_Records from a collection:_

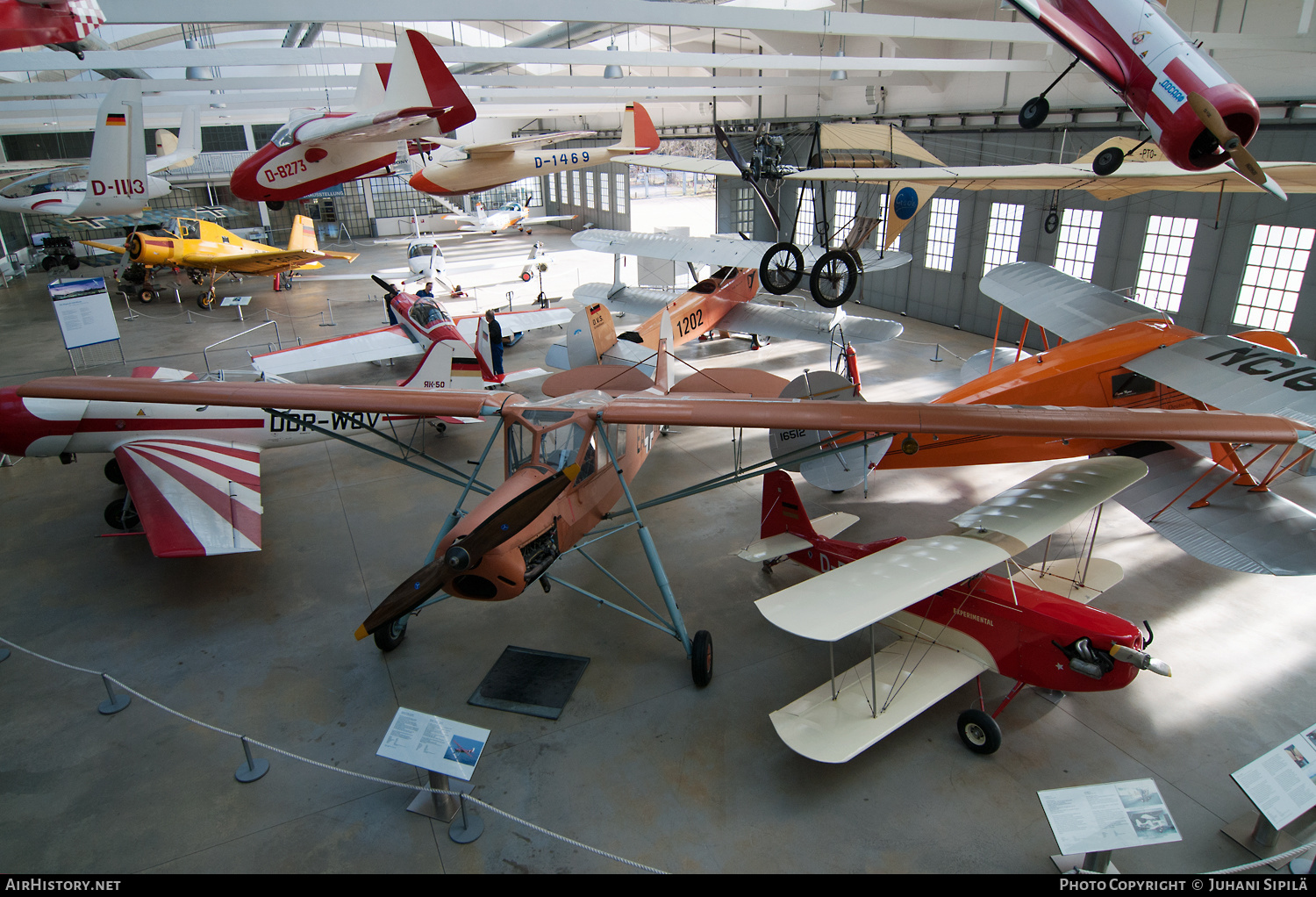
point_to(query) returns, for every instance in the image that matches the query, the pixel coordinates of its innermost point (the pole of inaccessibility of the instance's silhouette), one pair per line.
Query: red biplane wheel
(978, 731)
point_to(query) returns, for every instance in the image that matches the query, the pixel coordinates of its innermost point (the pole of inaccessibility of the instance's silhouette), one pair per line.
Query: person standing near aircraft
(495, 341)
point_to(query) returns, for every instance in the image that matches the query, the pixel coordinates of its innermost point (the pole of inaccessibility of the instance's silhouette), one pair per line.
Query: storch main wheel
(391, 635)
(702, 659)
(833, 278)
(1034, 112)
(782, 268)
(978, 731)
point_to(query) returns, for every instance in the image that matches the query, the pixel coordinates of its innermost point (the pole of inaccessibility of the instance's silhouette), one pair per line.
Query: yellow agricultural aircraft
(204, 248)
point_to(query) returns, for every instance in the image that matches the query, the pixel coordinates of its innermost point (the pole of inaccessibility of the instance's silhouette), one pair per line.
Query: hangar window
(882, 226)
(805, 219)
(1165, 261)
(1007, 223)
(942, 219)
(1076, 252)
(1273, 276)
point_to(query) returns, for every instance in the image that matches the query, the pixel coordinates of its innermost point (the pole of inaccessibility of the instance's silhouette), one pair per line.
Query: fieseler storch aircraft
(62, 23)
(208, 250)
(413, 97)
(952, 618)
(460, 168)
(192, 472)
(118, 179)
(455, 349)
(1198, 115)
(570, 459)
(1120, 353)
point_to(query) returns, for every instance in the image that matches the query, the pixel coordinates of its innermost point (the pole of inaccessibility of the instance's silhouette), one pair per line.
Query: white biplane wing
(1060, 303)
(195, 497)
(370, 345)
(916, 672)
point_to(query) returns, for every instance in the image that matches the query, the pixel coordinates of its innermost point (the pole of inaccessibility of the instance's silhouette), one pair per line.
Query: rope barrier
(345, 772)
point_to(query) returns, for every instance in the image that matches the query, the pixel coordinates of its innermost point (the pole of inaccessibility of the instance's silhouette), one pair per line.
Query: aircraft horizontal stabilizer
(870, 589)
(828, 730)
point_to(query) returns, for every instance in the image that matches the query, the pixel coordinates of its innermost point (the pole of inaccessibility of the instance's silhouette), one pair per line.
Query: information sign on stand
(1091, 821)
(444, 747)
(84, 315)
(1282, 786)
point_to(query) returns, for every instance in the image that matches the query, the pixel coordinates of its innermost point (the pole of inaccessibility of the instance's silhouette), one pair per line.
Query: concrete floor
(641, 763)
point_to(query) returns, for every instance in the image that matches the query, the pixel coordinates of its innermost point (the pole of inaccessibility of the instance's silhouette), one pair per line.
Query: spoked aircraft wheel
(782, 268)
(1108, 161)
(113, 473)
(120, 518)
(833, 278)
(978, 731)
(390, 636)
(702, 659)
(1034, 112)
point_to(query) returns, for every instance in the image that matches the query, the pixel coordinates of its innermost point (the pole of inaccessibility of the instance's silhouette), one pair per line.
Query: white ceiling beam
(229, 57)
(624, 12)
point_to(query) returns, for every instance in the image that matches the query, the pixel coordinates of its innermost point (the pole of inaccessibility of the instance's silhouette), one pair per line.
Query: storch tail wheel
(978, 731)
(702, 659)
(834, 278)
(782, 268)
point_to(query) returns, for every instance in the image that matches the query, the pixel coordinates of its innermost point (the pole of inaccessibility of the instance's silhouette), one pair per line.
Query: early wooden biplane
(952, 618)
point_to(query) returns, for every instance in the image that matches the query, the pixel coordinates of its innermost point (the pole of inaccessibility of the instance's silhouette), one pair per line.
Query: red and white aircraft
(457, 349)
(62, 23)
(413, 97)
(1198, 115)
(192, 473)
(953, 621)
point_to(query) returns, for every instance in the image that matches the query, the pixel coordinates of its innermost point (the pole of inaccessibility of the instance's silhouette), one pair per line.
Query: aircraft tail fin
(637, 131)
(418, 79)
(783, 512)
(303, 236)
(118, 166)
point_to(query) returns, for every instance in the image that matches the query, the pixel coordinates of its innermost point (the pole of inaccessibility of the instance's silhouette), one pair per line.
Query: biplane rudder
(783, 512)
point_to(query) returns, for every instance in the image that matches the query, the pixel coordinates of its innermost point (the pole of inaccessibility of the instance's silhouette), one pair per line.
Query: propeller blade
(491, 533)
(1210, 116)
(1244, 163)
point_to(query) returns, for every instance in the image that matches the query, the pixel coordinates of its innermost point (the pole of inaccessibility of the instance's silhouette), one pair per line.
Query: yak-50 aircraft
(424, 327)
(953, 621)
(1120, 353)
(571, 457)
(413, 97)
(207, 249)
(118, 179)
(1198, 115)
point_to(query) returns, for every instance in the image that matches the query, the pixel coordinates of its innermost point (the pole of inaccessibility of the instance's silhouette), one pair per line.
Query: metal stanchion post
(115, 702)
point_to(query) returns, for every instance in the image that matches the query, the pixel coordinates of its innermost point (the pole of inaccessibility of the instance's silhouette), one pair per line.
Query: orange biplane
(570, 459)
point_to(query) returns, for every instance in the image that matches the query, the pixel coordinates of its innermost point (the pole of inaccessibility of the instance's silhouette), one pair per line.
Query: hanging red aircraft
(953, 621)
(24, 23)
(1198, 115)
(570, 459)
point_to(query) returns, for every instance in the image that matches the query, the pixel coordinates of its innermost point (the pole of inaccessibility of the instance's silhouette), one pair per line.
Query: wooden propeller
(500, 526)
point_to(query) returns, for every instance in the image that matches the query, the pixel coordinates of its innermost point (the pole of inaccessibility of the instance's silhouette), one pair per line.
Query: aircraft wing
(1132, 178)
(682, 163)
(262, 262)
(1060, 303)
(370, 345)
(1226, 371)
(842, 601)
(787, 323)
(910, 676)
(195, 497)
(515, 321)
(526, 142)
(1240, 530)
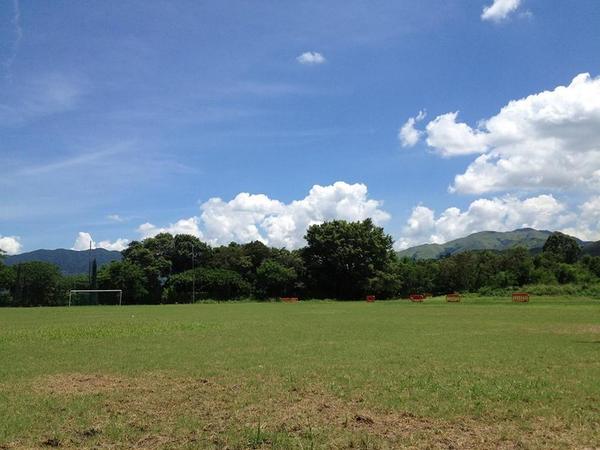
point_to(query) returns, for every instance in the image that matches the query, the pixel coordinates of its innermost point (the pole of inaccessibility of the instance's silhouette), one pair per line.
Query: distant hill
(71, 262)
(485, 240)
(592, 248)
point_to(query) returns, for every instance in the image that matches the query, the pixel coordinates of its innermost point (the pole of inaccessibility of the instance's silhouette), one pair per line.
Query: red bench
(521, 297)
(453, 298)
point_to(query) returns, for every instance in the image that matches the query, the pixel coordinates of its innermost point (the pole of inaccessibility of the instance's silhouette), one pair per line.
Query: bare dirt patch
(159, 411)
(76, 383)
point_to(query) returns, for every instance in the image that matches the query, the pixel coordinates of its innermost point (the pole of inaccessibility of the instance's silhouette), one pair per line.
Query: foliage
(341, 257)
(565, 248)
(342, 260)
(128, 277)
(37, 283)
(218, 284)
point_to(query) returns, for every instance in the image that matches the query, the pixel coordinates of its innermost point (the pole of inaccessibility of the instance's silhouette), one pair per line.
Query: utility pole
(193, 274)
(90, 266)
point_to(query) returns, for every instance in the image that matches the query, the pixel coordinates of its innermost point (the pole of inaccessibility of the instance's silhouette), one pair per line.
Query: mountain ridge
(70, 262)
(529, 238)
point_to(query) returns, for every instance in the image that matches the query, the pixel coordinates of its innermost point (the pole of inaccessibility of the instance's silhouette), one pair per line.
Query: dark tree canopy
(341, 257)
(343, 260)
(565, 248)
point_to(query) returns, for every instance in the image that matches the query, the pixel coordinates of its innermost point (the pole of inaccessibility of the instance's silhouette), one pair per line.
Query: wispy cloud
(73, 161)
(47, 94)
(18, 36)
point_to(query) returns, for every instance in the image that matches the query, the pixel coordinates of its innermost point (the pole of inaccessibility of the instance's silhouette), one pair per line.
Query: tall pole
(90, 266)
(193, 275)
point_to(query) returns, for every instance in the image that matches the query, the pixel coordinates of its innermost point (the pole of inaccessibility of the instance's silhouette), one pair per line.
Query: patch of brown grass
(149, 409)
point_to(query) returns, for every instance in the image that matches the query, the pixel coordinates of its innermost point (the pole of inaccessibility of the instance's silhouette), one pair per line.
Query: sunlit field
(483, 373)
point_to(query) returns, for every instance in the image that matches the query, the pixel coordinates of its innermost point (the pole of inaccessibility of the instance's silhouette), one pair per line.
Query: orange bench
(453, 298)
(521, 297)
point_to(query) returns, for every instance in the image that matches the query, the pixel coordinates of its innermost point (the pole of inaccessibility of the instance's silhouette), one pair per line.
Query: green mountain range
(70, 262)
(489, 240)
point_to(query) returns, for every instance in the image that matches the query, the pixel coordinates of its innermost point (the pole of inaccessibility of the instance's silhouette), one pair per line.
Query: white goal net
(95, 297)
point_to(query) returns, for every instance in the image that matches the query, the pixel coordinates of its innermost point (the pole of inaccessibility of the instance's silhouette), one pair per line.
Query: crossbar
(77, 291)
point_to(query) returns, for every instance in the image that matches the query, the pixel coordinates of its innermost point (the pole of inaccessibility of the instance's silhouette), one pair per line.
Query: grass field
(484, 373)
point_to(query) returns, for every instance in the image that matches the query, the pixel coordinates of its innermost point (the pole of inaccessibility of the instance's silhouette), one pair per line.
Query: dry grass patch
(161, 411)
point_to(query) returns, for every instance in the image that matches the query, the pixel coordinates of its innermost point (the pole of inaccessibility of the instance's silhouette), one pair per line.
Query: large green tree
(342, 257)
(37, 283)
(565, 248)
(128, 277)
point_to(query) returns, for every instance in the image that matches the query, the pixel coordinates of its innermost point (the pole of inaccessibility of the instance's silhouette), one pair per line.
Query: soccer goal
(95, 297)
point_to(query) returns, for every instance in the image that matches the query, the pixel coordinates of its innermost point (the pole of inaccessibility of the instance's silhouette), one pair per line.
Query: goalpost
(78, 291)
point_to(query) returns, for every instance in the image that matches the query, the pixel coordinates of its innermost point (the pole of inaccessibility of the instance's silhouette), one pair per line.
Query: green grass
(482, 373)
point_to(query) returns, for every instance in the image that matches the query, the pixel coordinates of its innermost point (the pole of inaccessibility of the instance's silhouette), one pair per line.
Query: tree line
(341, 260)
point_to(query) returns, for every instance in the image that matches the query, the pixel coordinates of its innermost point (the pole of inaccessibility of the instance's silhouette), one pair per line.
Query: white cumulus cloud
(118, 245)
(497, 214)
(256, 217)
(499, 10)
(183, 226)
(549, 140)
(11, 245)
(83, 240)
(311, 58)
(408, 134)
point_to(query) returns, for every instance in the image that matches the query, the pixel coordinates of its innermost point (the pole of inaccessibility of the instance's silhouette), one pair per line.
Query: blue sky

_GIVEN TASK:_ How many lines in the items above contain the word "tree"? Case counts, and the reply should be the number alone.

_FULL OUTPUT:_ 3